"""

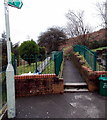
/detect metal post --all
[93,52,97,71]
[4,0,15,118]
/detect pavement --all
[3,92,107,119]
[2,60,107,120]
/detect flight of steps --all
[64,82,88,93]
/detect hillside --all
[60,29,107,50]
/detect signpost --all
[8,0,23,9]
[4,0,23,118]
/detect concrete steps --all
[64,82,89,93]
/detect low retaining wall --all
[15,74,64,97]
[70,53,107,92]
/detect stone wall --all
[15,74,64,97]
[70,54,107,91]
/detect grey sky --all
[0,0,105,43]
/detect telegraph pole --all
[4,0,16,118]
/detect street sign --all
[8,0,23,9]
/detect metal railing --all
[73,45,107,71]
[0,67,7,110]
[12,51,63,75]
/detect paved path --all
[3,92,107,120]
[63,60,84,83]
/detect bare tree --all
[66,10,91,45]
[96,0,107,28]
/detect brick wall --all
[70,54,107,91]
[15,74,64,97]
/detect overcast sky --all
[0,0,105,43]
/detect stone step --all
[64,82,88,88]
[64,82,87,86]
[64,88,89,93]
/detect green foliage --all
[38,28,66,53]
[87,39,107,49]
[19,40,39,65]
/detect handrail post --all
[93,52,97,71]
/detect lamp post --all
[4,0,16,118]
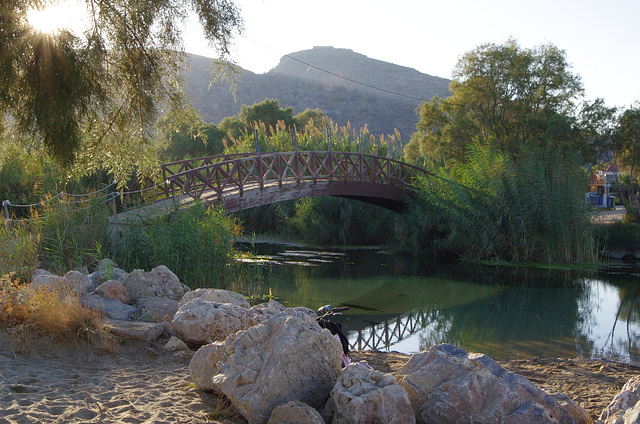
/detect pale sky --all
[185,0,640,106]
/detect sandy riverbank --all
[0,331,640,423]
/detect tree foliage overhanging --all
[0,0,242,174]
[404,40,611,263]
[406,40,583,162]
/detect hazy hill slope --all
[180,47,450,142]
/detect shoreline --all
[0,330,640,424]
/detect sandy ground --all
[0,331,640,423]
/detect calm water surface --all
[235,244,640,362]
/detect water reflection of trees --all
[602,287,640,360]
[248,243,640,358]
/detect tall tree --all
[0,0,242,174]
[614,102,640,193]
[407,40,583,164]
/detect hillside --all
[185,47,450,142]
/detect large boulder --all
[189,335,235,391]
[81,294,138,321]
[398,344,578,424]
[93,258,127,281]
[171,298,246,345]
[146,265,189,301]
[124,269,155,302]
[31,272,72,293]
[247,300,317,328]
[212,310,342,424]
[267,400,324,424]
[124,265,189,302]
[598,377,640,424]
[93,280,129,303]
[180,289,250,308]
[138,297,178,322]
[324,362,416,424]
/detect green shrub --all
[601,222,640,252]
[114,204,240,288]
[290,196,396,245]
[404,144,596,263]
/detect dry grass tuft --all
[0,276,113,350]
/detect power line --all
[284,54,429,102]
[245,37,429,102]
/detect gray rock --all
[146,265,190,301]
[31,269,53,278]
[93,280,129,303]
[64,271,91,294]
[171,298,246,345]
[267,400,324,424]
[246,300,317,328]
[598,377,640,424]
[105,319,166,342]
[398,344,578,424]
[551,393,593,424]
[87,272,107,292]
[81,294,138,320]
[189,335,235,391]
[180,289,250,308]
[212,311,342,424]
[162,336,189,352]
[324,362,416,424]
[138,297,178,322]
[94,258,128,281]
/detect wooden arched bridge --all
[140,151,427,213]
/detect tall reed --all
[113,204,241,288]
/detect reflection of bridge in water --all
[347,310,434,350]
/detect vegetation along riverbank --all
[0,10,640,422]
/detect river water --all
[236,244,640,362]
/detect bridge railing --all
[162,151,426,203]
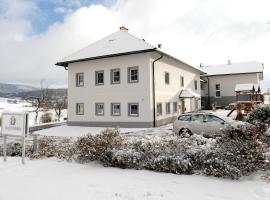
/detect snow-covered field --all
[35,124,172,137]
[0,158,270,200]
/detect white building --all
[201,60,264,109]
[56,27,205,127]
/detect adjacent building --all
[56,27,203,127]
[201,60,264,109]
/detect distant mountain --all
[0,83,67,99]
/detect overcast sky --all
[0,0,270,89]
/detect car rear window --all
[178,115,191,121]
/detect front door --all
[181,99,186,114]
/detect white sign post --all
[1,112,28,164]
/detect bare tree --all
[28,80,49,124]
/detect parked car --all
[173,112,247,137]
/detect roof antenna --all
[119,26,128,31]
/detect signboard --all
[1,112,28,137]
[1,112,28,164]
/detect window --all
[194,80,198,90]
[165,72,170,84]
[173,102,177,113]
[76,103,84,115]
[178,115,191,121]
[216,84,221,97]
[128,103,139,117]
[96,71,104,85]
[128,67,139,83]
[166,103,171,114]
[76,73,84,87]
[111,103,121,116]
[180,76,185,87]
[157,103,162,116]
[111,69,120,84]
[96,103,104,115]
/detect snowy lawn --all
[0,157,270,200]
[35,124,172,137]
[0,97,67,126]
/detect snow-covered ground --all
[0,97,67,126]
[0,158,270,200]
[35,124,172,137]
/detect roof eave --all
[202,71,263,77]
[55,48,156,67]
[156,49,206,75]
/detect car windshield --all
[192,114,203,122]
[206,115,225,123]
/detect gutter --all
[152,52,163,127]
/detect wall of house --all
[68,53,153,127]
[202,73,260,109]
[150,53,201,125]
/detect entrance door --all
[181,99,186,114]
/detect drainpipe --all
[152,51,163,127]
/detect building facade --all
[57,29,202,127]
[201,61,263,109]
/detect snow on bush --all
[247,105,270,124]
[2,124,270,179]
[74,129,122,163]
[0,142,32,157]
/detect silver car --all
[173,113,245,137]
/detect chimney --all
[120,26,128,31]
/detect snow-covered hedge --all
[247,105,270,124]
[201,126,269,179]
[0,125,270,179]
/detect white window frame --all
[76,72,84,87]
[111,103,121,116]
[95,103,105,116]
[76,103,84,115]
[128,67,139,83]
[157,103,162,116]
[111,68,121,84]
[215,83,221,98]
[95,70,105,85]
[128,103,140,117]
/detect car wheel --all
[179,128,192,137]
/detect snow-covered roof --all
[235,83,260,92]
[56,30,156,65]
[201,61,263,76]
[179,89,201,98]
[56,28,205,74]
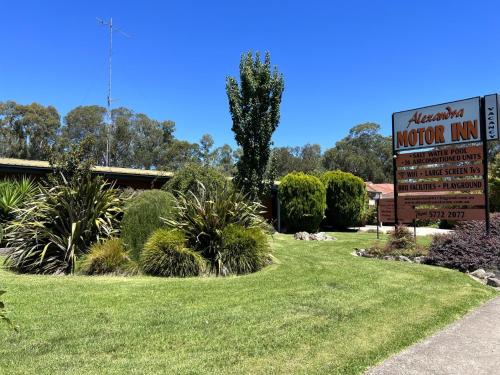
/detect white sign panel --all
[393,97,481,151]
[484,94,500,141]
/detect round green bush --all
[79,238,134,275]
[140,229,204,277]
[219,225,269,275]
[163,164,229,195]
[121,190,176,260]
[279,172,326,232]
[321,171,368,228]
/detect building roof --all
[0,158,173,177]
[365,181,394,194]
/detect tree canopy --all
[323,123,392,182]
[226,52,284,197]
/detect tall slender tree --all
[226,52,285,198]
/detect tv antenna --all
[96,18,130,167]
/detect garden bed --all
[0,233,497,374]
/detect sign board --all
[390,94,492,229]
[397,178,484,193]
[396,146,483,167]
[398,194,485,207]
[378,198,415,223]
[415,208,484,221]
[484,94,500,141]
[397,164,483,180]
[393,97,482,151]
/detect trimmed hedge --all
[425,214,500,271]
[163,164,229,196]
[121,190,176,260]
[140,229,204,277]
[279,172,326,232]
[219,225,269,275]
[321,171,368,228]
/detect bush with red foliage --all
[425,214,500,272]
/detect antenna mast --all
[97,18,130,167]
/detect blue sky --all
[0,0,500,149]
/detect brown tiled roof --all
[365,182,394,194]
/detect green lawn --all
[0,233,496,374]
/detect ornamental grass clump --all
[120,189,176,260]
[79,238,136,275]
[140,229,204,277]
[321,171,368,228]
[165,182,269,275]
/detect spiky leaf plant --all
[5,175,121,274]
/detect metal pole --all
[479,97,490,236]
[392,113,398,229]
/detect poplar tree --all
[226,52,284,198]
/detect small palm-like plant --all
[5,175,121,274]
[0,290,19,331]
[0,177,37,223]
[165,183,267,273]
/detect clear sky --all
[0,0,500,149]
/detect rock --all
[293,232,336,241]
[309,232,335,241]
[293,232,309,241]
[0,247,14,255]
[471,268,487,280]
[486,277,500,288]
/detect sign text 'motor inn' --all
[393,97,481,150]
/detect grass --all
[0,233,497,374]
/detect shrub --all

"""

_Exercise_
Update all the records above by replacing every "hillside" with "slope", changing nothing else, and leave the pictures out of your answer.

_Written reply_
/detect metal post --all
[93,52,97,71]
[4,0,15,118]
/detect pavement --all
[3,92,107,119]
[2,60,107,120]
/detect flight of steps --all
[64,82,88,93]
/detect slope --all
[60,29,107,50]
/detect signpost --all
[8,0,23,9]
[4,0,23,118]
/detect concrete steps --all
[64,82,89,93]
/detect low retaining wall --all
[15,74,64,97]
[70,53,107,92]
/detect stone wall --all
[15,74,64,97]
[70,54,107,91]
/detect grey sky --all
[0,0,105,43]
/detect telegraph pole --all
[4,0,16,118]
/detect street sign --all
[8,0,23,9]
/detect metal railing --all
[73,45,107,71]
[0,67,7,110]
[12,51,63,75]
/detect paved path --all
[3,92,107,120]
[63,60,84,83]
/detect bare tree --all
[66,10,91,45]
[96,0,107,28]
/detect brick wall --all
[70,54,107,91]
[15,74,64,97]
/detect overcast sky --all
[0,0,105,43]
/detect stone step --all
[64,82,88,88]
[64,82,87,86]
[64,88,89,93]
/detect green foliage --all
[38,28,66,53]
[87,39,107,49]
[19,40,39,65]
/detect handrail post --all
[93,52,97,71]
/detect lamp post --all
[4,0,16,118]
/detect pale sky --all
[185,0,640,106]
/detect sandy riverbank --all
[0,331,640,423]
/detect tree foliage overhanging --all
[0,0,242,174]
[404,40,611,263]
[406,40,583,162]
/detect hazy hill slope --all
[180,47,450,142]
/detect shoreline --all
[0,330,640,424]
/detect sandy ground --all
[0,331,640,423]
/detect calm water surface --all
[235,244,640,362]
/detect water reflection of trees --all
[602,287,640,360]
[248,243,640,358]
/detect tall tree --all
[0,0,242,174]
[614,102,640,193]
[407,40,583,164]
/detect slope --all
[185,47,450,142]
/detect large boulder --all
[189,335,235,391]
[81,294,138,321]
[398,344,578,424]
[93,258,127,281]
[171,298,246,345]
[146,265,189,301]
[124,269,155,302]
[31,272,72,293]
[247,300,317,328]
[212,310,342,424]
[267,400,324,424]
[124,265,189,302]
[598,377,640,424]
[93,280,129,303]
[180,289,250,308]
[138,297,178,322]
[324,362,416,424]
/detect green shrub --all
[601,222,640,252]
[114,204,240,288]
[290,196,396,245]
[404,144,596,263]
/detect dry grass tuft --all
[0,276,113,350]
/detect power line --all
[284,54,429,102]
[245,37,429,102]
/detect gray rock --all
[146,265,190,301]
[31,269,53,278]
[93,280,129,303]
[64,271,91,294]
[171,298,246,345]
[267,400,324,424]
[246,300,317,328]
[598,377,640,424]
[105,319,166,342]
[398,344,578,424]
[551,393,593,424]
[87,272,107,292]
[81,294,138,320]
[189,335,235,391]
[180,289,250,308]
[212,311,342,424]
[162,336,189,352]
[324,362,416,424]
[138,297,178,322]
[94,258,128,281]
/detect wooden arched bridge --all
[140,151,427,213]
/detect tall reed --all
[113,204,241,288]
/detect reflection of bridge in water --all
[347,310,434,350]
/detect vegetation along riverbank --all
[0,10,640,422]
/detect river water --all
[236,244,640,362]
/detect bridge railing --all
[162,151,426,203]
/detect snow-covered field --all
[35,124,172,137]
[0,158,270,200]
/detect white building --all
[201,60,264,109]
[56,27,205,127]
/detect adjacent building --all
[56,27,203,127]
[201,60,264,109]
/detect distant mountain --all
[0,83,67,99]
/detect overcast sky --all
[0,0,270,89]
/detect car rear window --all
[178,115,191,121]
/detect front door --all
[181,99,186,114]
/detect white sign post --all
[1,112,28,164]
/detect bare tree --all
[28,80,49,124]
/detect parked car --all
[173,112,247,137]
/detect roof antenna --all
[119,26,128,31]
/detect signboard --all
[1,112,28,137]
[1,112,28,164]
/detect window --all
[194,80,198,90]
[165,72,170,84]
[173,102,177,113]
[76,103,84,115]
[178,115,191,121]
[216,84,221,97]
[128,103,139,117]
[96,71,104,85]
[128,67,139,83]
[166,103,171,114]
[76,73,84,87]
[111,103,121,116]
[180,76,185,87]
[157,103,162,116]
[111,69,120,84]
[96,103,104,115]
/detect snowy lawn --all
[0,157,270,200]
[35,124,172,137]
[0,97,67,126]
/detect snow-covered ground --all
[0,97,67,126]
[0,158,270,200]
[35,124,172,137]
/detect roof eave --all
[202,71,263,77]
[55,48,156,67]
[156,49,206,75]
/detect car windshield --all
[192,114,203,122]
[206,115,225,123]
/detect gutter --all
[152,52,163,127]
/detect wall of house --all
[68,53,153,127]
[202,73,260,109]
[150,53,201,125]
/detect entrance door --all
[181,99,186,114]
/detect drainpipe --all
[152,51,163,127]
/detect building facade --all
[57,29,202,127]
[201,61,263,109]
/detect snow on bush --all
[247,105,270,124]
[2,124,270,179]
[74,129,122,163]
[0,142,32,157]
/detect silver car --all
[173,113,245,137]
/detect chimney --all
[120,26,128,31]
/detect snow-covered hedge --all
[247,105,270,124]
[201,126,269,179]
[0,125,270,179]
/detect white window frame --all
[76,72,84,87]
[111,103,121,116]
[95,103,105,116]
[76,103,84,115]
[128,67,139,83]
[157,103,162,116]
[111,68,121,84]
[215,83,221,98]
[95,70,105,85]
[128,103,140,117]
/detect car wheel --all
[179,128,192,137]
/detect snow-covered roof --all
[235,83,260,92]
[56,30,156,65]
[201,61,263,76]
[179,89,201,98]
[56,28,205,74]
/detect white sign panel --all
[393,97,481,151]
[484,94,500,141]
/detect round green bush --all
[79,238,134,275]
[140,229,204,277]
[219,225,269,275]
[163,164,229,195]
[121,190,176,260]
[279,172,326,232]
[321,171,368,228]
/detect building roof --all
[0,158,173,177]
[365,181,394,194]
/detect tree canopy --all
[323,123,392,182]
[226,52,284,197]
/detect tall slender tree --all
[226,52,285,198]
/detect tv antenna --all
[96,18,130,167]
/detect garden bed --all
[0,233,497,374]
/detect sign board --all
[390,94,492,229]
[397,178,484,193]
[396,146,483,167]
[398,194,485,207]
[378,198,415,223]
[415,208,484,221]
[484,94,500,141]
[397,164,483,180]
[393,97,482,151]
/detect trimmed hedge --all
[425,214,500,271]
[163,164,229,196]
[121,190,176,260]
[140,229,204,277]
[279,172,326,232]
[219,225,269,275]
[321,171,368,228]
/detect bush with red foliage --all
[425,214,500,272]
/detect antenna mast --all
[97,18,130,167]
/detect blue sky --all
[0,0,500,149]
/detect brown tiled roof --all
[365,182,394,194]
/detect green lawn --all
[0,233,496,374]
/detect ornamental grass clump --all
[120,189,176,260]
[79,238,136,275]
[140,229,204,277]
[321,171,368,228]
[165,182,269,275]
/detect spiky leaf plant --all
[5,175,121,274]
/detect metal pole --all
[479,97,490,236]
[392,113,398,229]
/detect poplar tree --all
[226,52,284,198]
/detect small palm-like plant --all
[5,175,121,274]
[0,290,19,331]
[0,177,37,223]
[165,183,267,273]
/detect clear sky --all
[0,0,500,149]
/detect rock --all
[293,232,336,241]
[309,232,335,241]
[293,232,309,241]
[0,247,14,255]
[471,268,487,280]
[486,277,500,288]
/detect sign text 'motor inn' --all
[393,97,481,150]
/detect grass --all
[0,233,497,374]
/detect shrub --all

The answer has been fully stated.